> **Text passage**:

-------------------------

3. J.A.H.’s Injuries and Mother’s Response
The evidence reflected that the pattern of endangerment ultimately culminated in the most
serious incident in the record. J.A.H., an infant, sustained mixed second and third degree burns to
both legs while in Mother’s care, requiring two months of hospitalization, multiple surgeries, skin
grafting, and extensive therapy. According to Mother, this injury occurred while she was in the
kitchen cooking and one of the younger children put a hairdryer underneath the baby’s blanket.
See In In re A.H., No. 04-15-00416-CV, 2015 WL 7565569, at *6 (Tex. App.—San Antonio Nov.
25, 2015, no pet.) (mem. op.) (holding young children left unsupervised on an adult bed where
severe injury occurred suggests parental failure to protect children from danger); In re J.P., No.
02–12–00121–CV, 2012 WL 5949492, at *10 (Tex .App.–Fort Worth Nov. 29, 2012, no pet.)

-------------------------

> **Data provided**:
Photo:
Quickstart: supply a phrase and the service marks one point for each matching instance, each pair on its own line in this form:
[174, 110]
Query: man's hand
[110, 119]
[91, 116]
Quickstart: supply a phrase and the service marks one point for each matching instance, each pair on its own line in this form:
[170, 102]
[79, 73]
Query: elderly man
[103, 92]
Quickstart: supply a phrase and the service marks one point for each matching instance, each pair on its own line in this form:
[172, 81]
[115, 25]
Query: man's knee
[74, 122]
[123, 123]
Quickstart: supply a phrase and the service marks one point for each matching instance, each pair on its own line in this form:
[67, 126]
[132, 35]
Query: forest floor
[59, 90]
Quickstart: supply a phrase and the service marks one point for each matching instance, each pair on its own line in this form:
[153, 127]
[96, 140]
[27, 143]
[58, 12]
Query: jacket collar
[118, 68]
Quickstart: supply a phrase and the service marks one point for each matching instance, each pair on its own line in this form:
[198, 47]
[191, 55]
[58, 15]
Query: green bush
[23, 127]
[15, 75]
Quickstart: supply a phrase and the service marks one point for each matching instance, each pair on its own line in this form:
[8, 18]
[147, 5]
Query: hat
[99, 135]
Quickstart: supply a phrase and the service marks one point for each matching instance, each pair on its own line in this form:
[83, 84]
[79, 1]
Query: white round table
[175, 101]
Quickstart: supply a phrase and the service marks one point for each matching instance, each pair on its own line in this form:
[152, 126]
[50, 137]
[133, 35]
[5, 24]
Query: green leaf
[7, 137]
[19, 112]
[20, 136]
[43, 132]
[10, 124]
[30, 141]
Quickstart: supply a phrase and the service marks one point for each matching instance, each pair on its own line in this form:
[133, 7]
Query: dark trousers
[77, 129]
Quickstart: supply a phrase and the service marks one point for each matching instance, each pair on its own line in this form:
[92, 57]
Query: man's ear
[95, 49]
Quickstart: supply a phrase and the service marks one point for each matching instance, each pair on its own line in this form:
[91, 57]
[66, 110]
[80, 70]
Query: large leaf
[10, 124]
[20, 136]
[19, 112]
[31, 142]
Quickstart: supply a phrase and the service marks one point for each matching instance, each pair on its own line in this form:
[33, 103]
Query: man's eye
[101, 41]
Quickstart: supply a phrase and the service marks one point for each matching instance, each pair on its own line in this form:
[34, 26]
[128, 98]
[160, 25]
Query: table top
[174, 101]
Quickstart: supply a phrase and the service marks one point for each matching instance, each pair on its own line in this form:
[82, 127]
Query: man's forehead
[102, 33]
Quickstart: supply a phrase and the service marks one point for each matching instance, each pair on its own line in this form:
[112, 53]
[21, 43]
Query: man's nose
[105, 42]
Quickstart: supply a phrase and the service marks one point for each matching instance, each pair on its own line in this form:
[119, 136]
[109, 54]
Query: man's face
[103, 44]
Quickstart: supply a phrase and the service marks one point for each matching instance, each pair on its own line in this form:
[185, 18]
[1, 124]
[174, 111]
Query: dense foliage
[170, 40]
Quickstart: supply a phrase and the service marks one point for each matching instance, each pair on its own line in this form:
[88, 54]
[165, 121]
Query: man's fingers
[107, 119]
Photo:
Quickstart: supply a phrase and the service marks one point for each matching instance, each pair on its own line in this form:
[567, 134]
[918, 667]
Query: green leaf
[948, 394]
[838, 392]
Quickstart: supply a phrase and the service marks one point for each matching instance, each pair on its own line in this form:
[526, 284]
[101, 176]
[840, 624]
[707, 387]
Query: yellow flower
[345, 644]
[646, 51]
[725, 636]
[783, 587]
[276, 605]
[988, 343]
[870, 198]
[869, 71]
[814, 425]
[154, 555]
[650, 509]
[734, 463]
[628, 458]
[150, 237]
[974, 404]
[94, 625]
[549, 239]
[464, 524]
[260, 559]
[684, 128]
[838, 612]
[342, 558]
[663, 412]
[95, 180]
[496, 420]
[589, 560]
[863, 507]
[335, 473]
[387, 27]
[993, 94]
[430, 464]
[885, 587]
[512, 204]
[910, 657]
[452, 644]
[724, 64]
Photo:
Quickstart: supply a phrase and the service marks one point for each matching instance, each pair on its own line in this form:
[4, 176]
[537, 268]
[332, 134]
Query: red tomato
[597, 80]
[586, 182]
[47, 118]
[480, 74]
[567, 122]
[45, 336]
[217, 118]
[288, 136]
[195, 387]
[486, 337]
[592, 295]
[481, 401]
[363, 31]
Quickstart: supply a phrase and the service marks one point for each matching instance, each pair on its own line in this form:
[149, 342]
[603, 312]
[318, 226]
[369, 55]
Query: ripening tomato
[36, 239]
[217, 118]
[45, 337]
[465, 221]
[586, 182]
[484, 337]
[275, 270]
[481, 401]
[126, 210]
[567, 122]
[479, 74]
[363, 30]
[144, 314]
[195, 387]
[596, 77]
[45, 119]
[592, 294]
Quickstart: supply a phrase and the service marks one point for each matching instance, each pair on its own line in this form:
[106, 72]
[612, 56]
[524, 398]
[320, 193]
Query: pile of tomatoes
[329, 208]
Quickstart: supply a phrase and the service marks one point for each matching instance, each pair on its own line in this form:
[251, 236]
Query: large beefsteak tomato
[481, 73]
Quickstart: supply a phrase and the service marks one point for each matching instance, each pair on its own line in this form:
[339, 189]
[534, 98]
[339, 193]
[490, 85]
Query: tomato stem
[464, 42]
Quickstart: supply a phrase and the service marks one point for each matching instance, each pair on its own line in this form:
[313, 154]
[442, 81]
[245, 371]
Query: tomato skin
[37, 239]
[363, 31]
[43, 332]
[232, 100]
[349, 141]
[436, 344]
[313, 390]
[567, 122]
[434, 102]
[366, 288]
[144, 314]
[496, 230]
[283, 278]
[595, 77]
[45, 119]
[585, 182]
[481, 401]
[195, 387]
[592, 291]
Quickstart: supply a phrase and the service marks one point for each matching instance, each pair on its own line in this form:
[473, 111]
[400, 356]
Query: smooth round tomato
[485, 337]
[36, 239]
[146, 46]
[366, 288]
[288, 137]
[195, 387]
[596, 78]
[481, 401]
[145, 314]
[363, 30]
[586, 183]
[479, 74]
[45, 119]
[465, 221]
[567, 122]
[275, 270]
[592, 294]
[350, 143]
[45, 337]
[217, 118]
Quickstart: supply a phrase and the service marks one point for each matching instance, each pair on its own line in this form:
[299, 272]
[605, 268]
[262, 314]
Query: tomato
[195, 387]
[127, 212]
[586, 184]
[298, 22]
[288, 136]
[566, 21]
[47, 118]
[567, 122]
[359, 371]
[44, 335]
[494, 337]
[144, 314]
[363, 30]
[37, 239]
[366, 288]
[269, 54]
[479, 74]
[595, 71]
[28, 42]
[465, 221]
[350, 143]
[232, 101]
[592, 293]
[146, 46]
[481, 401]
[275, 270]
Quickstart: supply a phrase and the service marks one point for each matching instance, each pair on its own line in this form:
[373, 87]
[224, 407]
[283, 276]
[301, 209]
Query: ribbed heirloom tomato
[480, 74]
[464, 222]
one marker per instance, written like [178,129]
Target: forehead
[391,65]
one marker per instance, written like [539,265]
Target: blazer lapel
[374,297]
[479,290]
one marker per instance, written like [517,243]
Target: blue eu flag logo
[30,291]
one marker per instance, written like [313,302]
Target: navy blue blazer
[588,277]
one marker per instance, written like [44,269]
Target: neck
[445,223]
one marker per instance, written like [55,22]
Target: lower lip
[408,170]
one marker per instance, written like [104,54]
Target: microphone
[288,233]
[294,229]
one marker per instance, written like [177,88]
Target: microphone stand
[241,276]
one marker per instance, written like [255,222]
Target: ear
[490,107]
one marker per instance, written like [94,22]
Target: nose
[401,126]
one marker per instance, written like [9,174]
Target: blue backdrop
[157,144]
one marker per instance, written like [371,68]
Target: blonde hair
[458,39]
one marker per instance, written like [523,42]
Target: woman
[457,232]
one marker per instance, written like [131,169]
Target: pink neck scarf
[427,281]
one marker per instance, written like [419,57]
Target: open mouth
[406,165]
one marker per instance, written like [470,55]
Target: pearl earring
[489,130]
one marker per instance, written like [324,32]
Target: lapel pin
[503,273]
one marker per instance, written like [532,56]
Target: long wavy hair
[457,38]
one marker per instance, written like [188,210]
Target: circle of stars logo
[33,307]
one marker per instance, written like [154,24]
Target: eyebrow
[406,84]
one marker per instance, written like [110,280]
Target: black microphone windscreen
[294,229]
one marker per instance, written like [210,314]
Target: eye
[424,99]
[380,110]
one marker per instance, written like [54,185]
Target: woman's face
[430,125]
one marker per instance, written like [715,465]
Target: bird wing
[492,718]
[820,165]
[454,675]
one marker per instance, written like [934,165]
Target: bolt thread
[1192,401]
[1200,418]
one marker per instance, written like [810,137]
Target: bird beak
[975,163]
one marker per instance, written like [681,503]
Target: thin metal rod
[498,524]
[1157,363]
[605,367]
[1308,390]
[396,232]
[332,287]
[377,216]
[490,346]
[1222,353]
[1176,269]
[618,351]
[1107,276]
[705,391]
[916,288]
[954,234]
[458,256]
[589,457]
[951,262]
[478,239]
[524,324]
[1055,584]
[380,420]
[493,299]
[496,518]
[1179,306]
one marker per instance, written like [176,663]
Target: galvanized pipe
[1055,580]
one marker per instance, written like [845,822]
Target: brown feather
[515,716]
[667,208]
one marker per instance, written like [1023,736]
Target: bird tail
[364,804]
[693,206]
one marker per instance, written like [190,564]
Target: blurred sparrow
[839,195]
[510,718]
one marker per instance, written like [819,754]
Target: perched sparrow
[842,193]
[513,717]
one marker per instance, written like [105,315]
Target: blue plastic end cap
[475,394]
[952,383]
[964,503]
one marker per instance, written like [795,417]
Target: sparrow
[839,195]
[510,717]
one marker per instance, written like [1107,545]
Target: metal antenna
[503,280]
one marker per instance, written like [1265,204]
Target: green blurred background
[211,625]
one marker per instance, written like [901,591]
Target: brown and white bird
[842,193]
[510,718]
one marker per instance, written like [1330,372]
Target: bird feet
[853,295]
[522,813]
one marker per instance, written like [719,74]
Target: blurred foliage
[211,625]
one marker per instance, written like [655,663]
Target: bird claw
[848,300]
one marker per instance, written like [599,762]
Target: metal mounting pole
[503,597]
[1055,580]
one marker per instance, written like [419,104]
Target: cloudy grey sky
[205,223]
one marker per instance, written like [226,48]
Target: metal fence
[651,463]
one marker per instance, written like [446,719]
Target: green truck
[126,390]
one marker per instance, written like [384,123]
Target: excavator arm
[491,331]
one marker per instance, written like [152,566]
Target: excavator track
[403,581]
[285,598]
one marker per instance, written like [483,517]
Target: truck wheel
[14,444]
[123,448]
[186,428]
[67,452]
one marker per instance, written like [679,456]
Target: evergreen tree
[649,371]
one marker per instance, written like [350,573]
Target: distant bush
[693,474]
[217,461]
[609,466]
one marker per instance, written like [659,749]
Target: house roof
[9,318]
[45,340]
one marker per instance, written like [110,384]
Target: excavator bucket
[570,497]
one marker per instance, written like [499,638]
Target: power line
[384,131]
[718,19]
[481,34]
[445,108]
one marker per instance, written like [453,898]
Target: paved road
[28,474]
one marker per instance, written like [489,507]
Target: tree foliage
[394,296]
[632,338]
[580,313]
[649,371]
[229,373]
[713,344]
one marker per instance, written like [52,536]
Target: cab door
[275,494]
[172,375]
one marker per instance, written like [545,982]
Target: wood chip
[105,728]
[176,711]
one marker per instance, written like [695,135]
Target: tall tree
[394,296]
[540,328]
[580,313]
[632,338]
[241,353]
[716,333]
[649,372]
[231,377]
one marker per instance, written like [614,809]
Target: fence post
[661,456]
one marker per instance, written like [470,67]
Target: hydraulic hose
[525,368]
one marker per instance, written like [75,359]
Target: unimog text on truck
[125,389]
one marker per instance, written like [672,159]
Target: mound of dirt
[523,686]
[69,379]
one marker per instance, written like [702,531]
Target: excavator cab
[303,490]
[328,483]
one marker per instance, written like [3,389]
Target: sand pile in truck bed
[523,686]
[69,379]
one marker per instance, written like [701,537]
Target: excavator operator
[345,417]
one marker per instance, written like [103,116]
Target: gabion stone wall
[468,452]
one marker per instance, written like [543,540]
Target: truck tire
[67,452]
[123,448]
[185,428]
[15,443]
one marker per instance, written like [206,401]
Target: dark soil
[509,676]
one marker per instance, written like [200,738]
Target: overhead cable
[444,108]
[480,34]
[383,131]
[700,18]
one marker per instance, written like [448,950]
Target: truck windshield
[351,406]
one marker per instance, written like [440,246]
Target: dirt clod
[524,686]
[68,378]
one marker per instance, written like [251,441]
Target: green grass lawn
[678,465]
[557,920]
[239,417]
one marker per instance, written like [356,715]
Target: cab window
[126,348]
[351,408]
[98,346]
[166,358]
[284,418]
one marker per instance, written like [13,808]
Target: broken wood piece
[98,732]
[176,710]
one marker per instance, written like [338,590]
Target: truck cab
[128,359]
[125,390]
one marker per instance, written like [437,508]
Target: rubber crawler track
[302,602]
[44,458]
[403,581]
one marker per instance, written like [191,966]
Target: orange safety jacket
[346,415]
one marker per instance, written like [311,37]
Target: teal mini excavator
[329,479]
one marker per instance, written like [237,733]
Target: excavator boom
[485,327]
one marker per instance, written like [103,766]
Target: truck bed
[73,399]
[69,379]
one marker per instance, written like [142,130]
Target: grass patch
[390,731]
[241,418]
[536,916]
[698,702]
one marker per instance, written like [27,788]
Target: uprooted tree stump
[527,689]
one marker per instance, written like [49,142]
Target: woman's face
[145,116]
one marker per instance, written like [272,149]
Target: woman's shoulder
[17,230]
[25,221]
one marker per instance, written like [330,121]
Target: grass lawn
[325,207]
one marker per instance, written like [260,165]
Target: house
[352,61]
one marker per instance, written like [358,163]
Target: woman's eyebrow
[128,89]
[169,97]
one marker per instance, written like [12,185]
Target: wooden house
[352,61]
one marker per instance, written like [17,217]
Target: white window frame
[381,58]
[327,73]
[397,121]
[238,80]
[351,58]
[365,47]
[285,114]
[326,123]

-------------------------

> **What to do**:
1. Answer these questions using the passage on J.A.H.'s injuries.
(a) What burns did J.A.H. sustain, and on what part of the body?
(b) How long was J.A.H. hospitalized?
(c) According to Mother, what was she doing when the injury occurred?
2. Carry on the passage on J.A.H.'s injuries from where it stops.
The data have nothing to do with the passage on J.A.H.'s injuries.

> **Responses per task**:
1.
(a) Mixed second and third degree burns to both legs.
(b) Two months.
(c) She was in the kitchen cooking.

2.
(mem. op.) (involving child suffering tibia fracture as result of being left unsupervised on a bed).
J.A.H.’s treating physical therapist testified that J.A.H. developed contractures requiring
ongoing stretching, splinting, positioning, and scar management and that his injuries resulted in
permanent scarring with possible long-term mobility limitations. Other testimony established that
J.A.H. suffered significant pain during treatment and ultimately faces more therapy and surgery
related to his injuries as he grows, including the potential amputation of a toe.
The trial court also heard testimony that Mother was not present during most of J.A.H.’s
hospitalization, did not attend his surgeries, did not participate in therapy, and did not receive or
implement instructions necessary for his recovery and ongoing care. Mother’s own testimony
indicated a lack of knowledge regarding J.A.H.’s condition and treatment.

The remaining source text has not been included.